__Task__
Set down all of the entries word for word, omitting the images they contain.

__Provided material__
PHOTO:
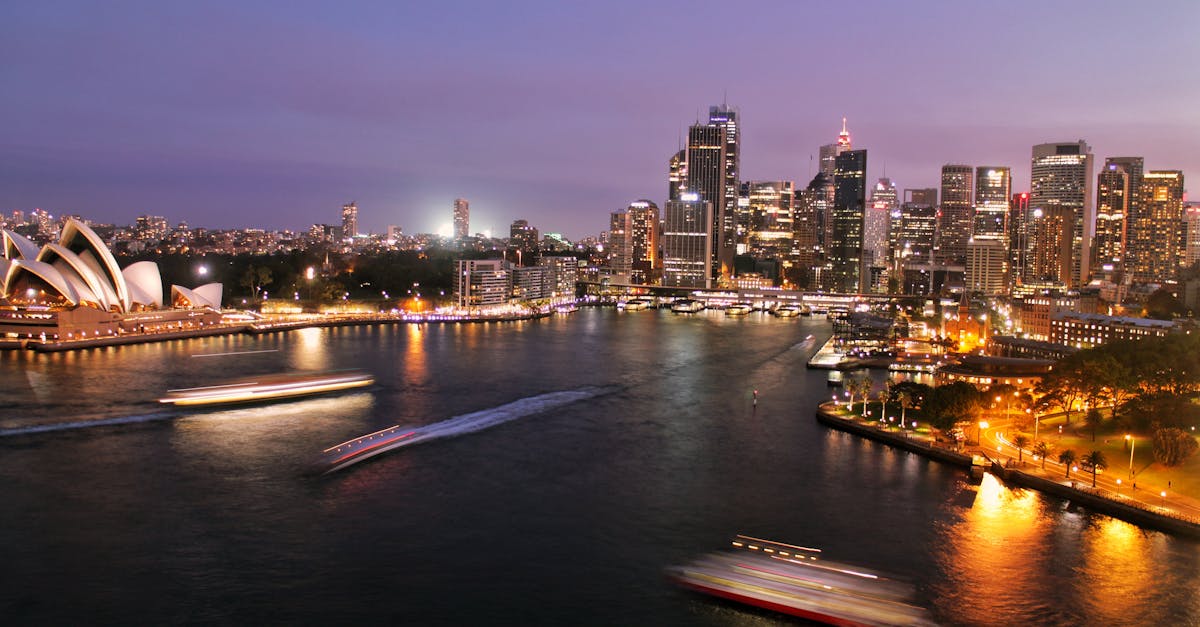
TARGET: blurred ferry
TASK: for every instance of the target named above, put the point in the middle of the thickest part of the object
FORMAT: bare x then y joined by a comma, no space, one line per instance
796,580
269,388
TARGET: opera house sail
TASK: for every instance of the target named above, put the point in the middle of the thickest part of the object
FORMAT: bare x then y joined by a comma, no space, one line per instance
73,288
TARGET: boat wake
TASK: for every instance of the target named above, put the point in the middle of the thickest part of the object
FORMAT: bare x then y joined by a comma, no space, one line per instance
87,424
365,447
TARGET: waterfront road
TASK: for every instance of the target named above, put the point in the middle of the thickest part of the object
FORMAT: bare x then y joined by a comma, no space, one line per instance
996,446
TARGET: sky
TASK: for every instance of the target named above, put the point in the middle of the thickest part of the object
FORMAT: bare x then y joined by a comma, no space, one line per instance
275,114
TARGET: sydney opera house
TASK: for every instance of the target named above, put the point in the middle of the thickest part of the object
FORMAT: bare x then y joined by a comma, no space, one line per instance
75,290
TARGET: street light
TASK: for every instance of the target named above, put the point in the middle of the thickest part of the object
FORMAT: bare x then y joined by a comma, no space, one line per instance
1132,443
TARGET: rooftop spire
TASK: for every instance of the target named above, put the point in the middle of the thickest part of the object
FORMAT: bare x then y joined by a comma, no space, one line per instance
844,136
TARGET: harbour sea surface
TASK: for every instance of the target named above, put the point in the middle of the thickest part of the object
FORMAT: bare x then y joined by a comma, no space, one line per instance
526,508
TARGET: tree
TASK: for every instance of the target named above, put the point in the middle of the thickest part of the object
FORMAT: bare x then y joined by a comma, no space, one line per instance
1021,441
1174,446
1042,449
1097,460
1093,419
256,279
1067,458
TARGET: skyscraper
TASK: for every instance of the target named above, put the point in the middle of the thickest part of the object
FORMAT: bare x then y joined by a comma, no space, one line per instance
349,221
850,203
1158,248
713,150
687,242
955,216
771,232
994,192
677,174
1116,197
461,218
1061,186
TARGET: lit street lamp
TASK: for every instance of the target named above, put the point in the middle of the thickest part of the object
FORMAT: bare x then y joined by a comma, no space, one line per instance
1132,445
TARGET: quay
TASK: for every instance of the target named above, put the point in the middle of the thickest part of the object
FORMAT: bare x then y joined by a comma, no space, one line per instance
1181,519
258,327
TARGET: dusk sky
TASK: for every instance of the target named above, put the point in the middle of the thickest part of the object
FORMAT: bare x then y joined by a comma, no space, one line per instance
274,114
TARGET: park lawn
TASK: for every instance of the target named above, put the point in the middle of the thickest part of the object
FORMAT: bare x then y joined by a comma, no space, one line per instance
1150,475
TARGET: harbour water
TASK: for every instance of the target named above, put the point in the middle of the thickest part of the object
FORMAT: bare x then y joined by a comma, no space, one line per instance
525,509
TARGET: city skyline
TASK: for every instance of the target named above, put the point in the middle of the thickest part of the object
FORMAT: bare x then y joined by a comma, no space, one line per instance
197,114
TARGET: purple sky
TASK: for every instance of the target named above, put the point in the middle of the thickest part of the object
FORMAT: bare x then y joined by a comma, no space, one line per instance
275,114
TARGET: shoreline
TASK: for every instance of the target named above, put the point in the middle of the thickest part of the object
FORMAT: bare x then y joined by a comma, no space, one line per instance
1096,500
251,328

__Result of the task__
PHOTO:
TARGET: blurred ferry
TASK: for every instance of the target named above, put the point in the middle of the thickest part of the object
FORMAT: bare x then y joined by a comma, no space, one line per instance
796,580
269,388
TARGET: opera house sail
TASK: for every instance of the target named above, put the point in the middle of the thickest part of the object
FORMAT: bare x then y joined by a comma, no space, one line per instance
73,288
TARGET: boat wake
TASK: for every instance of the target named above, put the point in the middle of the thickest part of the object
FORMAT: bare x then y joined by a comma, no space, one line per instance
87,424
365,447
TARGET: waterfront road
TASK: for every instance of the target named above, put the point in the middle of the thickest part of the object
FORMAT: bare x then y joined by a comma, no space, one line per instance
996,446
TARGET: sky
TASK: for every instance of the target named above, put the point in the middle of the thickest part of the object
FORMAT: bare x then y joined by a comma, no space, one line per instance
275,114
TARGET: sydney opera house
TASK: for every instance of the target named above, put the point in the middle of the thickest part of the object
FORMAT: bare x then y joined by a comma, no space, one line per instance
75,290
TARGET: street light
TASK: for every instance of the target named above, put the point in the middle of the thickest part of the object
FORMAT: bare x then y joined by a comma, no space, one line per instance
1132,443
TARGET: rooftop spire
TASK: for every instance of the target named above, put the point in the middle of the thickest part of the object
FORMAT: bare x then y joined by a comma, no space, one line per instance
844,136
TARGET: harbour sea surface
TASK: for every instance of the target named above, put the point in the middle of the thickest part of the object
FORMAT: bare x then y joined by a comma, no space, one line per instance
526,508
TARGET: tree
TASK: for every instance of the target named above, put the point in the middle of the thickest part of the object
FORMAT: bare x then y joined by a comma, no space, one line per instance
1021,441
1174,446
1042,449
1097,460
1093,419
256,279
1067,458
TARGET: skyscraper
TASK: for every instance of the target named above, put the point in the middle of the thickest part of the object
FORMAT: bare x then y joined by a comma, no space, one line per instance
349,221
850,203
1158,248
713,150
687,242
955,216
771,232
994,192
677,174
1116,197
461,218
1061,186
TARGET: lit street lamp
TASK: for every instance of the target named above, put the point in the middle of the thickest part of the object
FORMAT: bare x then y joined by a comma, no space, one line per instance
1132,445
TARGET: quay
TASK: for every instance of the target named above, put the point in the middle of the thickest part of the object
FORMAT: bare x then y joined by a comma, no space, one line per instance
1181,519
258,327
TARGET: dusk sky
TASK: for every instance of the target named above, put the point in the middle of the thickest part of the object
FORMAT: bare x then y joined by a comma, no space, one line per instance
274,114
TARGET: park lawn
TASK: for every instance of the target named above, put the point in the middle of the thickest part of the object
FORMAT: bare x then y joined by a comma, no space, one line per instance
1150,475
TARGET: harbour water
TASK: for every instance of the target named above, put the point in the middle of the thickest part of the object
FORMAT: bare x then y joined by a comma, no space, one line per instance
525,509
TARGET: city skyline
TASK: for every instance of the target named above, put the point in the middle of the thickest part of the object
FORMAT: bare x then y joined by a comma, no space, one line per instance
197,114
TARGET: purple sky
TASK: for every instance of the target named above, put the point in the middle of the thickest part of the object
FORMAT: bare x then y joined by a comma, no space, one line per instance
275,114
TARGET: shoreline
TASK: for every instance of the target named above, put the point in the middle of the thickest part of the object
FORMAT: bare x then y joined by a comma, no space, one line per instance
1096,500
251,328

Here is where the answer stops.